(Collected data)
──────────────────────────────
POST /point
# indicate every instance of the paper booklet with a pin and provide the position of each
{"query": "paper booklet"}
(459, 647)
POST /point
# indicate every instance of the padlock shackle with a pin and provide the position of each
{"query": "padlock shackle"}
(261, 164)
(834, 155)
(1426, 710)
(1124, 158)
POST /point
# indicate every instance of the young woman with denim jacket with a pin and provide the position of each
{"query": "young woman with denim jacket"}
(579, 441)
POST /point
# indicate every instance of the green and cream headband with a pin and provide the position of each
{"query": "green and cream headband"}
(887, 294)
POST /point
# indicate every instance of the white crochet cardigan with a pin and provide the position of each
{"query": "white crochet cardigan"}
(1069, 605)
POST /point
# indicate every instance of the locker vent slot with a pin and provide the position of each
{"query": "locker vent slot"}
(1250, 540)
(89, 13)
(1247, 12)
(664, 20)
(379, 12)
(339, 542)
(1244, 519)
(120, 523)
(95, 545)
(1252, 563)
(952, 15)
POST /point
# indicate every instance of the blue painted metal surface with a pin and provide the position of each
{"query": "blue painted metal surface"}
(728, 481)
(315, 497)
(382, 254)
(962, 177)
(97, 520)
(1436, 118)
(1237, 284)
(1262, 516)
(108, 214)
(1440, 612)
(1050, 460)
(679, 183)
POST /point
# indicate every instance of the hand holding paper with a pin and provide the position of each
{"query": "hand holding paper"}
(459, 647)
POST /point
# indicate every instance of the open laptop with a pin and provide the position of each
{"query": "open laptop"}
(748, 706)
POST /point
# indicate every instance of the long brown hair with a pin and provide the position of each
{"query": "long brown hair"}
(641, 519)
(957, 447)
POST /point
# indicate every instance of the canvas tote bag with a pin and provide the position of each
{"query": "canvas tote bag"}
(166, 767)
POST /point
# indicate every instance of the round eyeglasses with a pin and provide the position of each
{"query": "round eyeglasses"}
──────────────────────────────
### What is expected
Replace "a pin" with "a marker" throughout all of the items above, leaving everything else unchanged.

### Exercise result
POST /point
# indicate every instance of the paper booklet with a marker and provide the position of each
{"query": "paper booklet"}
(459, 647)
POST /point
# indicate every instance of the padlock shackle with a marker and provide the position of each
{"query": "padlock shackle"}
(261, 164)
(834, 155)
(1426, 710)
(1124, 158)
POST /point
# indicate every instance of the young woman with denim jacket with a marker and provide the position of each
{"query": "young woman with denim jacket"}
(579, 441)
POST /point
# indicate every instance of the green and cream headband with a marker and provide the position of each
{"query": "green and cream headband"}
(887, 294)
POST /point
# indicate every instance of the white crochet cardigan with a marker and provide the position of each
{"query": "white crochet cardigan"}
(1069, 605)
POST /point
# indicate every instance of the locker vent slot with a marker and provide the position of each
{"query": "locker vent slot"}
(1250, 540)
(89, 13)
(1247, 12)
(664, 20)
(379, 12)
(339, 542)
(1244, 519)
(120, 523)
(95, 545)
(1252, 563)
(952, 15)
POST /point
# indicate every instance of the blue painted metal surface with a marker and provide the position of each
{"query": "blue painted metal surface"}
(728, 481)
(315, 497)
(382, 254)
(962, 177)
(97, 520)
(1436, 118)
(1237, 284)
(1262, 516)
(108, 214)
(1440, 612)
(1050, 460)
(679, 183)
POST /point
# indicate every instance of the hand holding paper with a marker and provide the position of each
{"query": "hand holding paper"}
(459, 647)
POST /point
# indicate every instance of the open laptop with a marker and provide the position of each
{"query": "open laptop"}
(748, 706)
POST /point
# indicate every instance of the long brown hair with a marker and provide the position of each
{"query": "long brown hair"}
(641, 519)
(957, 447)
POST /point
# indicate every instance of the canvas tote bag with a marker and provide the position of each
{"query": "canvas tote bag"}
(166, 767)
POST /point
# indicate every instance of the round eyeglasses with a marker and provide the position of each
{"query": "round eyeglasses"}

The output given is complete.